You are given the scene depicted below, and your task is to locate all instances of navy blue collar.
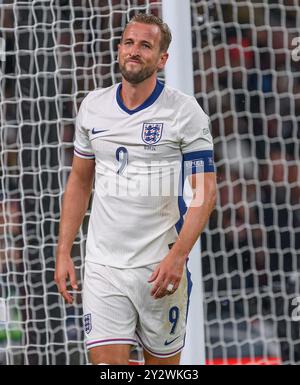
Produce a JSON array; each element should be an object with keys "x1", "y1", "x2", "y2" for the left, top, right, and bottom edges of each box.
[{"x1": 116, "y1": 80, "x2": 164, "y2": 115}]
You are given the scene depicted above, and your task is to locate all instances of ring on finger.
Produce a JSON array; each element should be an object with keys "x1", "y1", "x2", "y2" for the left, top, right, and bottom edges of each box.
[{"x1": 167, "y1": 283, "x2": 174, "y2": 292}]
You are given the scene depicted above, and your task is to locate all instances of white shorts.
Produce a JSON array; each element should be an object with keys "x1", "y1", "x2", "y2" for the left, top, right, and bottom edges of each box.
[{"x1": 83, "y1": 262, "x2": 191, "y2": 358}]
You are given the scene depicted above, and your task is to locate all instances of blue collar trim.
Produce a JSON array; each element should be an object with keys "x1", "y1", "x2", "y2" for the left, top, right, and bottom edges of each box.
[{"x1": 116, "y1": 80, "x2": 164, "y2": 115}]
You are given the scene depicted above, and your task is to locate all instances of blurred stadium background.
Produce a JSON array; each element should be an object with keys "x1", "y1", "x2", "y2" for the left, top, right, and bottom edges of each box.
[{"x1": 0, "y1": 0, "x2": 300, "y2": 364}]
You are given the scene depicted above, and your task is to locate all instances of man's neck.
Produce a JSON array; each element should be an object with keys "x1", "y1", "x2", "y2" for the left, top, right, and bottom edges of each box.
[{"x1": 121, "y1": 76, "x2": 157, "y2": 110}]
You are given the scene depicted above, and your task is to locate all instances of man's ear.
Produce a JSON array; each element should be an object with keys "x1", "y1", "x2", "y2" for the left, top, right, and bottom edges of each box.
[{"x1": 158, "y1": 52, "x2": 169, "y2": 70}]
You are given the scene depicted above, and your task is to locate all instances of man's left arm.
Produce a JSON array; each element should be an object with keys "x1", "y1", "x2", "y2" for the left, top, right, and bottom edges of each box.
[{"x1": 148, "y1": 172, "x2": 217, "y2": 299}]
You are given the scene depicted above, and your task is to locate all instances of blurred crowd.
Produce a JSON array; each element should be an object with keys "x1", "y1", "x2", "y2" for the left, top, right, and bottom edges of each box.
[{"x1": 0, "y1": 0, "x2": 300, "y2": 363}]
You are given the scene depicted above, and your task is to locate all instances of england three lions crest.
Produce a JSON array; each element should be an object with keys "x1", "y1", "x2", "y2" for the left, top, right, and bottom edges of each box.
[{"x1": 142, "y1": 123, "x2": 163, "y2": 144}]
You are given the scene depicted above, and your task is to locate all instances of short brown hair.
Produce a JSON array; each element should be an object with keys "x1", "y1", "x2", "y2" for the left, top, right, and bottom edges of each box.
[{"x1": 122, "y1": 13, "x2": 172, "y2": 52}]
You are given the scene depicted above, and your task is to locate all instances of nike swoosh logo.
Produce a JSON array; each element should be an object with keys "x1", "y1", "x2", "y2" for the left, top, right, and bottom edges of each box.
[
  {"x1": 92, "y1": 128, "x2": 108, "y2": 135},
  {"x1": 165, "y1": 336, "x2": 180, "y2": 346}
]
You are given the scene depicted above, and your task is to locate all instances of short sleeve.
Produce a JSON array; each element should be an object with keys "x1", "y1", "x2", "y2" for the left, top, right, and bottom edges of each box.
[
  {"x1": 178, "y1": 97, "x2": 215, "y2": 174},
  {"x1": 74, "y1": 98, "x2": 95, "y2": 159}
]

--------------------------------------------------

- [Job]
Write out the rows word for word, from the line that contains "of blurred crowd." through the end of the rows, inclusive.

- [Completed exercise]
You are given the scene depicted above, and your task is to locate all instances of blurred crowd.
Produce a JSON array; each element should be an object with keys "x1", "y1", "x2", "y2" for the left, top, right, and bottom edges of each box.
[{"x1": 0, "y1": 0, "x2": 300, "y2": 363}]
You are given the scene depicted above, and your task is to locate all instances of england three lions crest.
Produce a JSON array; each element should be an object with keys "x1", "y1", "x2", "y2" for the left, top, right, and bottom edges of each box.
[{"x1": 142, "y1": 123, "x2": 163, "y2": 144}]
You are given the scene depicted above, and your task is to locate all instances of short brown hair.
Produce a JSON array; each element should be an object with keys "x1", "y1", "x2", "y2" for the left, top, right, and bottom edges of each box.
[{"x1": 122, "y1": 13, "x2": 172, "y2": 52}]
You are given the scene depicted above, and your task is to locate all instances of nike swoosh logo.
Produce a JSON array; each element should be an object with keys "x1", "y1", "x2", "y2" for the left, top, right, and bottom edges of each box.
[
  {"x1": 92, "y1": 128, "x2": 108, "y2": 135},
  {"x1": 165, "y1": 336, "x2": 180, "y2": 346}
]
You are given the scene depicted above, and your task is to locate all instances of short sleeve.
Produce a JSON array; each element should be an object with keys "x1", "y1", "x2", "y2" for the left, top, right, and bottom edges of each box.
[
  {"x1": 178, "y1": 97, "x2": 215, "y2": 174},
  {"x1": 74, "y1": 98, "x2": 95, "y2": 159}
]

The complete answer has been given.